Please write out every line of the listing without alteration, but omit the images.

- ENTRIES PROVIDED:
◇ ◇ ◇ ◇
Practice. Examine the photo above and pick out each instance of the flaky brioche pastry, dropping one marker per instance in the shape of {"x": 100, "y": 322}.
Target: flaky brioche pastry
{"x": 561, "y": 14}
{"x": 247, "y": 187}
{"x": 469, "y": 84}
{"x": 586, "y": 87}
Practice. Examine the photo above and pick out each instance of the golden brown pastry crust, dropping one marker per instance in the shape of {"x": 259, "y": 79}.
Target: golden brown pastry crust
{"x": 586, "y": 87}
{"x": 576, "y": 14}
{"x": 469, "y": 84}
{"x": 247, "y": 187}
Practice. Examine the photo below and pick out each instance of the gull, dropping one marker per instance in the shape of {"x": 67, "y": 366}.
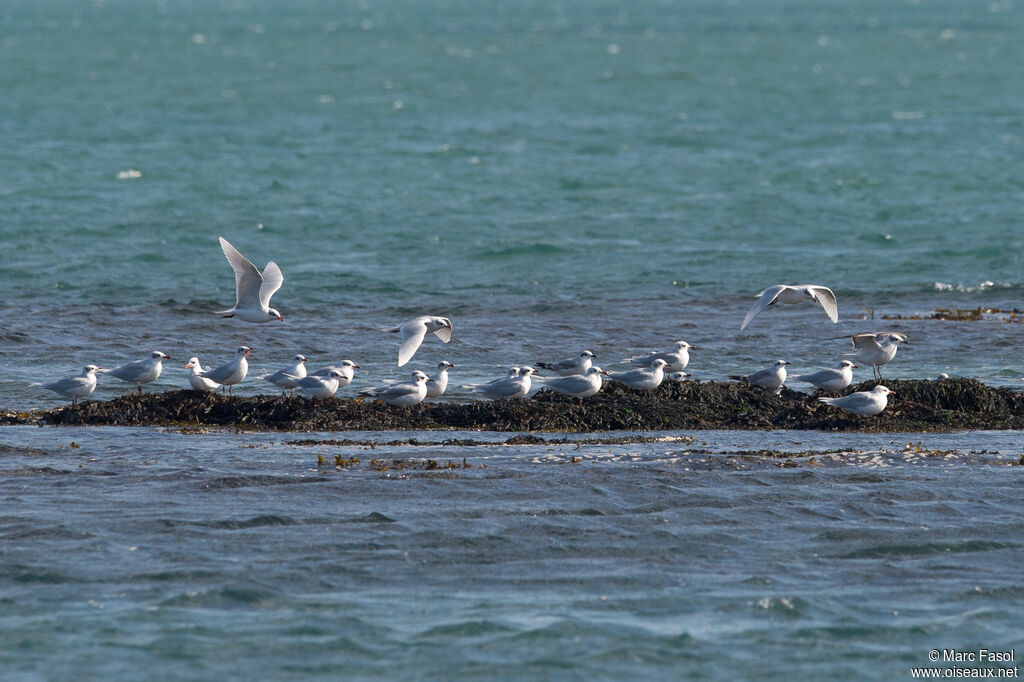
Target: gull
{"x": 579, "y": 385}
{"x": 511, "y": 387}
{"x": 317, "y": 387}
{"x": 437, "y": 384}
{"x": 252, "y": 290}
{"x": 401, "y": 394}
{"x": 140, "y": 372}
{"x": 231, "y": 372}
{"x": 346, "y": 370}
{"x": 76, "y": 386}
{"x": 579, "y": 365}
{"x": 794, "y": 294}
{"x": 414, "y": 331}
{"x": 644, "y": 379}
{"x": 677, "y": 358}
{"x": 876, "y": 348}
{"x": 865, "y": 403}
{"x": 771, "y": 378}
{"x": 287, "y": 377}
{"x": 199, "y": 382}
{"x": 829, "y": 380}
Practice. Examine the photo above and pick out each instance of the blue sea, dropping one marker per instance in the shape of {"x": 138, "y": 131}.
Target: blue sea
{"x": 552, "y": 176}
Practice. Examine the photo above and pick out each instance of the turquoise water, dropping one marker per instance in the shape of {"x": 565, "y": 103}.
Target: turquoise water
{"x": 553, "y": 176}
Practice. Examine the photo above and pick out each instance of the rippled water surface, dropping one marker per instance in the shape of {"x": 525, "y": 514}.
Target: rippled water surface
{"x": 240, "y": 556}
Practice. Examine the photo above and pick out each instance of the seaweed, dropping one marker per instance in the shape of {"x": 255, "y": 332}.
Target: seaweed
{"x": 918, "y": 406}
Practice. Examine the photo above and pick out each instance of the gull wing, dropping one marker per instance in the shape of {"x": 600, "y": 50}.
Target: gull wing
{"x": 631, "y": 375}
{"x": 826, "y": 298}
{"x": 129, "y": 372}
{"x": 645, "y": 360}
{"x": 444, "y": 334}
{"x": 766, "y": 298}
{"x": 412, "y": 337}
{"x": 398, "y": 390}
{"x": 272, "y": 279}
{"x": 247, "y": 279}
{"x": 574, "y": 383}
{"x": 865, "y": 341}
{"x": 65, "y": 385}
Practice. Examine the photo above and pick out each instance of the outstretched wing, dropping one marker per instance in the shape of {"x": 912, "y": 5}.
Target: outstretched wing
{"x": 827, "y": 301}
{"x": 247, "y": 279}
{"x": 412, "y": 337}
{"x": 272, "y": 279}
{"x": 766, "y": 298}
{"x": 444, "y": 334}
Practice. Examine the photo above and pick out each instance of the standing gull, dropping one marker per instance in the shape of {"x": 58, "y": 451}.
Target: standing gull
{"x": 516, "y": 384}
{"x": 643, "y": 379}
{"x": 231, "y": 372}
{"x": 876, "y": 348}
{"x": 286, "y": 377}
{"x": 252, "y": 290}
{"x": 317, "y": 387}
{"x": 771, "y": 378}
{"x": 566, "y": 368}
{"x": 346, "y": 370}
{"x": 577, "y": 385}
{"x": 865, "y": 403}
{"x": 401, "y": 394}
{"x": 829, "y": 380}
{"x": 414, "y": 331}
{"x": 677, "y": 358}
{"x": 794, "y": 294}
{"x": 196, "y": 378}
{"x": 74, "y": 387}
{"x": 141, "y": 372}
{"x": 437, "y": 384}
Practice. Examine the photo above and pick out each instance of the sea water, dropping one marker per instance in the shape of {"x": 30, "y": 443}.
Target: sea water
{"x": 553, "y": 176}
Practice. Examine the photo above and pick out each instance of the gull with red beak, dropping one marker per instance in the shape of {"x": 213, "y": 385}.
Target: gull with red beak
{"x": 140, "y": 372}
{"x": 231, "y": 372}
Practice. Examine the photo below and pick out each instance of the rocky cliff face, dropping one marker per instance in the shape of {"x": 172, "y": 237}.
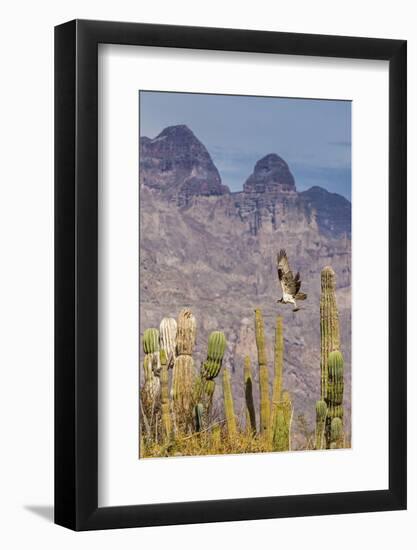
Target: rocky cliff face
{"x": 215, "y": 252}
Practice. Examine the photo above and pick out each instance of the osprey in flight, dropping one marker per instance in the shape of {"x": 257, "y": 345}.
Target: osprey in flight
{"x": 290, "y": 285}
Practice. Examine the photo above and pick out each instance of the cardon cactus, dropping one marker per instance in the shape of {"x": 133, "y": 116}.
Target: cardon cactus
{"x": 336, "y": 433}
{"x": 151, "y": 362}
{"x": 250, "y": 407}
{"x": 334, "y": 395}
{"x": 168, "y": 339}
{"x": 198, "y": 417}
{"x": 281, "y": 425}
{"x": 229, "y": 410}
{"x": 186, "y": 332}
{"x": 165, "y": 405}
{"x": 184, "y": 373}
{"x": 263, "y": 374}
{"x": 211, "y": 368}
{"x": 321, "y": 413}
{"x": 182, "y": 387}
{"x": 150, "y": 341}
{"x": 329, "y": 324}
{"x": 278, "y": 364}
{"x": 215, "y": 352}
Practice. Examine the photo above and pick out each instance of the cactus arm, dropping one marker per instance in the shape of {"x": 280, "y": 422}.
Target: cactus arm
{"x": 228, "y": 405}
{"x": 250, "y": 407}
{"x": 263, "y": 375}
◇ ◇ ◇ ◇
- THE ANSWER:
Practice. Examine the photo above and pick out each instance of the flaky brioche pastry, dropping one marker per instance in the shape of {"x": 100, "y": 322}.
Target: flaky brioche pastry
{"x": 561, "y": 14}
{"x": 247, "y": 187}
{"x": 469, "y": 84}
{"x": 586, "y": 87}
Practice. Examine the photo above and pick out each instance of the golden brown pastry crust, dropping one marker per instance in the shape of {"x": 259, "y": 79}.
Target: golden brown pastry crust
{"x": 586, "y": 87}
{"x": 576, "y": 14}
{"x": 469, "y": 84}
{"x": 247, "y": 187}
Practice. Examine the photo below and pick out each instance of the gull, dropping one marker per instance in the shape of {"x": 67, "y": 366}.
Target: gull
{"x": 579, "y": 385}
{"x": 511, "y": 387}
{"x": 317, "y": 387}
{"x": 437, "y": 384}
{"x": 252, "y": 290}
{"x": 401, "y": 394}
{"x": 140, "y": 372}
{"x": 231, "y": 372}
{"x": 346, "y": 370}
{"x": 76, "y": 386}
{"x": 579, "y": 365}
{"x": 794, "y": 294}
{"x": 414, "y": 331}
{"x": 644, "y": 379}
{"x": 677, "y": 358}
{"x": 876, "y": 348}
{"x": 865, "y": 403}
{"x": 771, "y": 378}
{"x": 287, "y": 377}
{"x": 199, "y": 382}
{"x": 829, "y": 380}
Practice. Examine the photo above and pick out each instance of the blue sea, dropping one marker per instance in the shape of {"x": 138, "y": 131}.
Target: blue sea
{"x": 552, "y": 176}
Practice. Examine the photo above and pick out each instance of the turquoise water, dropping one marker per instance in the shape of {"x": 565, "y": 103}.
Target: turquoise water
{"x": 553, "y": 176}
Practice. Examine the photo above and pick out each instance of the rippled water surface, dropping one marker per instance in the shape of {"x": 525, "y": 514}.
Target: rippled water surface
{"x": 240, "y": 556}
Practice. Examine the photo above and pick out each instance of the seaweed, dropping one marker per instance in the shape of {"x": 255, "y": 332}.
Target: seaweed
{"x": 918, "y": 406}
Practice. Examine the photo above and pick out each instance of the gull wing, dropping one marker per instance in the shape of {"x": 600, "y": 50}.
Target: gull wing
{"x": 631, "y": 375}
{"x": 826, "y": 298}
{"x": 129, "y": 372}
{"x": 645, "y": 360}
{"x": 444, "y": 334}
{"x": 766, "y": 298}
{"x": 412, "y": 337}
{"x": 398, "y": 390}
{"x": 272, "y": 279}
{"x": 247, "y": 279}
{"x": 574, "y": 383}
{"x": 865, "y": 341}
{"x": 65, "y": 385}
Practice. Examine the photo above and pick out each instance of the outstretched wing, dropping one marker per instance in the shape of {"x": 912, "y": 5}.
Target: outstretched wing
{"x": 827, "y": 301}
{"x": 247, "y": 279}
{"x": 412, "y": 337}
{"x": 272, "y": 279}
{"x": 766, "y": 298}
{"x": 444, "y": 334}
Practice. Examine the photo above and pick out each instance of the standing gull, dropping one marker per instance in the shape of {"x": 58, "y": 451}.
Target: standing gull
{"x": 516, "y": 384}
{"x": 643, "y": 379}
{"x": 231, "y": 372}
{"x": 876, "y": 348}
{"x": 286, "y": 377}
{"x": 252, "y": 290}
{"x": 317, "y": 387}
{"x": 771, "y": 378}
{"x": 566, "y": 368}
{"x": 346, "y": 370}
{"x": 577, "y": 385}
{"x": 865, "y": 403}
{"x": 401, "y": 394}
{"x": 829, "y": 380}
{"x": 414, "y": 331}
{"x": 677, "y": 358}
{"x": 794, "y": 294}
{"x": 196, "y": 378}
{"x": 74, "y": 387}
{"x": 141, "y": 372}
{"x": 437, "y": 384}
Practice. Examine the photo above and pick out each instance of the sea water, dropping one marker per instance in the shape of {"x": 30, "y": 443}.
Target: sea water
{"x": 553, "y": 176}
Practice. Examine the photo above and pick out each instance of the gull with red beak, dropping one marker per instance in the shape of {"x": 213, "y": 385}.
Target: gull with red beak
{"x": 140, "y": 372}
{"x": 231, "y": 372}
Practice. Examine the photo below and pick out each instance of the rocky cliff face, dropping one marker per instance in the shape of {"x": 172, "y": 237}.
Target: rocky cliff face
{"x": 215, "y": 252}
Practice. Examine the photo above and pick out each instance of the osprey in flight, dropping one marker per instance in the shape of {"x": 257, "y": 345}.
Target: osprey in flight
{"x": 290, "y": 285}
Practice. Examine the photo above and pick out each instance of the cardon cactus, dropping one marker per instance in the shape of {"x": 133, "y": 116}.
Target: cardon cactus
{"x": 336, "y": 433}
{"x": 151, "y": 362}
{"x": 250, "y": 407}
{"x": 334, "y": 395}
{"x": 168, "y": 339}
{"x": 198, "y": 417}
{"x": 281, "y": 425}
{"x": 229, "y": 410}
{"x": 186, "y": 332}
{"x": 165, "y": 405}
{"x": 184, "y": 373}
{"x": 263, "y": 374}
{"x": 211, "y": 368}
{"x": 321, "y": 413}
{"x": 182, "y": 387}
{"x": 150, "y": 341}
{"x": 329, "y": 324}
{"x": 278, "y": 364}
{"x": 215, "y": 352}
Practice. Examine the photo above and pick out each instance of the cactus arm, dropping one marker per instance in the shape of {"x": 280, "y": 422}.
Target: cactus arm
{"x": 228, "y": 405}
{"x": 250, "y": 407}
{"x": 263, "y": 375}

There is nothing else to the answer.